So when you say dataset, is that just data on a user?

Thomas Lesinski

executive
#26

Yes. It's a little bit of a complicated thing, but I'll try to explain it. Basically, when you go out and gather data, you can gather it through your own proprietary means. You can buy it, which is first-party data or you can also buy second-party data, so we can work with an exhibitor, let's say, and we can use their data. And then when you aggregate all that data, your -- some of it's duplicate and some of it isn't. But you might find out that Jason is this age, has this e-mail address, has this cellphone and has these buying habits. Those are all datasets individually. And some of them are duplicated depending on how you aggregate it. But our goal is -- in the long run is to get to 50% of the moviegoing audience's data, I think we'll be, hopefully, around 20% by the end of next year or the end of this year, 2020 now, but we think the combination of that big screen ad plus the digital authentication in micro targeting and targeting back is really what all the brands want today.

Jason Bazinet

analyst
#27

So let's say that this -- that the datasets grow and you're able to sort of close the loop for your advertisers and sort of actually tell them what happened, is that something that is almost a discrete business that sort of generates its own revenues or it manifests itself just with better CPMs.

» **OBJECTIVE A**
In the audience-data exchange, the executive gives an example of what might be learned about Jason. List each thing he says could be found out.
» **OBJECTIVE B**
Continue the audience-data exchange from the point where it stops, after the analyst's last question.

» **GIVEN DATA**
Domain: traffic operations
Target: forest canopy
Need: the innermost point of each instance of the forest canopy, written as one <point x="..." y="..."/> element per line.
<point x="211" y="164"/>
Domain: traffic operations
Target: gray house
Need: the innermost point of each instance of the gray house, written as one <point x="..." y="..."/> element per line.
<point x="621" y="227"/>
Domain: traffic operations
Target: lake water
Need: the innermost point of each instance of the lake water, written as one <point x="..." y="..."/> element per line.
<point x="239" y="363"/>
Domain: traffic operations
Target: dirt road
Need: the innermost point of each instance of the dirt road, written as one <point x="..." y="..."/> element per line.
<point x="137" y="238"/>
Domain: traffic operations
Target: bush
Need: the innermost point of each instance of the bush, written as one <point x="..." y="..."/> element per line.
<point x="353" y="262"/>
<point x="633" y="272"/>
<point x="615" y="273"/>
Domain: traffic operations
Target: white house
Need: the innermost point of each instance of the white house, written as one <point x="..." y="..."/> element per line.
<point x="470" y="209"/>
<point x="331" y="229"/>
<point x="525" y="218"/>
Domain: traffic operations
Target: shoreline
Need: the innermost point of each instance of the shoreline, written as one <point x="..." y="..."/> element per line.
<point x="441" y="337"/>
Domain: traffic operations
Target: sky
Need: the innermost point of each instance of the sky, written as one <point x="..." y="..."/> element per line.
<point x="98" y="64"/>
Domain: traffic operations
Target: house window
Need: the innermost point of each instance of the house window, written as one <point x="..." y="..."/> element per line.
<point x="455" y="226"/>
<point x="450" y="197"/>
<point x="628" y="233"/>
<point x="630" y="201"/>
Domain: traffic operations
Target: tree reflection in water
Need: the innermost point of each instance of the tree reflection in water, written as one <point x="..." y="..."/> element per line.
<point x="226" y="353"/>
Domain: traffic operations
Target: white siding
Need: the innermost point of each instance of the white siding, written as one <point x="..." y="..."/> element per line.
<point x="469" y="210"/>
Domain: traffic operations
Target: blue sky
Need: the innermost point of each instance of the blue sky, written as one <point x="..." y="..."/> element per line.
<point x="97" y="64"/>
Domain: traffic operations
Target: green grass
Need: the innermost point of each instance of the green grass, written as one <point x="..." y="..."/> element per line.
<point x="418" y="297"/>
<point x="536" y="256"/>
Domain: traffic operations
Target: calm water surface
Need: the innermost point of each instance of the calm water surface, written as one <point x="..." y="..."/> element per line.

» **EXERCISE OUTPUT A**
- His age
- His e-mail address
- His cellphone
- His buying habits

» **EXERCISE OUTPUT B**
Thomas Lesinski

executive
#28

So it's both. So it's going to allow us to increase our CPMs theoretically. It's also going to allow us to grow a separate digital business. Initially, it's really, really married to our core business. So if we're selling a big screen ad, we'll package digital with it and the data along with it, which is what an advertiser wants. We have certain advertisers who say that if we don't have that capability, they're saying, look, we're going to be less interested in you. And it's mostly because Facebook and Google have been so good about convincing people that unless you can get attribution and you can retarget, you shouldn't buy that ad. And they're the old media companies, which we fell into that category, have been slow and not as good at doing it. The big benefit we have is because our average audience is 30 years old. We're the same audience that Facebook and Google are grabbing, unlike network TV and cable where the average demo is in the mid-50s. We're aggregating a really good database for young people, which are super valuable to advertisers. Candidly, it's those 2 things. But the other thing we're doing is we're also looking at our affiliate business. So an affiliate for us is another exhibitor that's not part of our group. We have 50 exhibitors today that are part of the NCM network. And we're going to look to add more of them. We think we can possibly grow that maybe 5% to 10% just by adding more theaters into our circuit.

Jason Bazinet

analyst
#29

Now was that someone that is using a competitor of yours in that particular circuit -- or they're just not doing sort of advertiser...

Thomas Lesinski

executive
#30

It's most likely a competitor. So there's a little bit of trading that goes on. These are very long-term agreements. A typical exhibitor agreement can be 20 years long, and they come up from time to time. We think we have a best-in-class cinema operation, so we're fairly confident that we'll be able to grow the size of our footprint and we have been doing that for a long time, but there's opportunities that come up over the course of the next year or 2 that could be meaningful to us. So even in the context of a possible admissions change overall in the industry, we think between the growth in pricing and the addition of additional admissions will keep us removed from a little bit of the secular commentary that's come out of exhibition.

Jason Bazinet

analyst
#31

Right. So are there -- maybe you can just remind us who are the original exhibitors that were part of the...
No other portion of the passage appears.